### [What you are asked to do]
Would you return the lines between the one holding "positive clicks: (644, 441)" and the one holding "455L667 441H618L623 470L657", inclusive, and only those, exactly as they stand in the listing below?

### [Data listing]
::::::::::

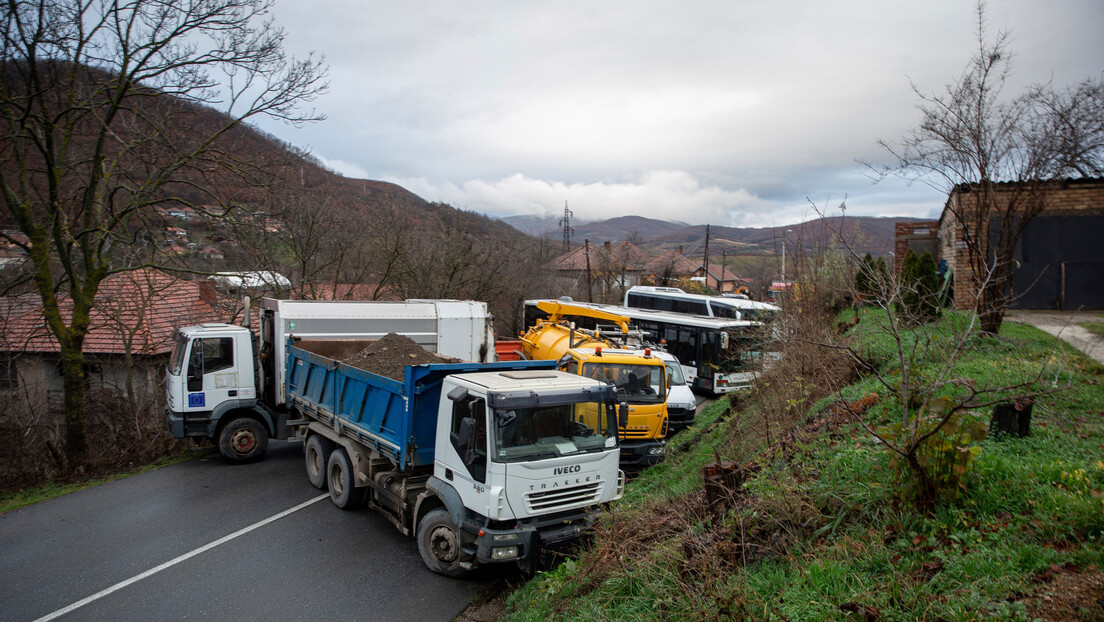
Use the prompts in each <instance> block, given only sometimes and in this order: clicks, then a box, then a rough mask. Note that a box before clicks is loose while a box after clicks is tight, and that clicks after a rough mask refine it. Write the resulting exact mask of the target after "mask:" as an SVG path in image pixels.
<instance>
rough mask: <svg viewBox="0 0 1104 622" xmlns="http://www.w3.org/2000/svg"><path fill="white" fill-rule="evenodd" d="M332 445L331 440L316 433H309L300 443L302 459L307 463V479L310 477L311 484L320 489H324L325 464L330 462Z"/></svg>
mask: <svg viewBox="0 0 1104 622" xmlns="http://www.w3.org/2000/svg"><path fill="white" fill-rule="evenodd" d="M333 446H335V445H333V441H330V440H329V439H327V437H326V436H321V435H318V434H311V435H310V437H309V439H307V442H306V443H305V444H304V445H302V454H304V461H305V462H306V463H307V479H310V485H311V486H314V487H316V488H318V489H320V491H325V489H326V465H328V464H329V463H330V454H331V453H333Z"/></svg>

::::::::::

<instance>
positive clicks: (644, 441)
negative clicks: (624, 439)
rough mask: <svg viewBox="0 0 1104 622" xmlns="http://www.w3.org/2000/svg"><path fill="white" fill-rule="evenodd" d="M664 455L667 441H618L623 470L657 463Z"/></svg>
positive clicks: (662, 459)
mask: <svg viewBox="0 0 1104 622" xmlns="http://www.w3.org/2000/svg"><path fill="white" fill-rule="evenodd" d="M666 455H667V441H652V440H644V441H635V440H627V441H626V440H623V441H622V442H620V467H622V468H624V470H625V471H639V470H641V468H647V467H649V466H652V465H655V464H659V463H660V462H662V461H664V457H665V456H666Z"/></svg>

::::::::::

### [Exercise solution]
positive clicks: (644, 441)
negative clicks: (624, 439)
rough mask: <svg viewBox="0 0 1104 622" xmlns="http://www.w3.org/2000/svg"><path fill="white" fill-rule="evenodd" d="M664 455L667 441H618L623 470L657 463Z"/></svg>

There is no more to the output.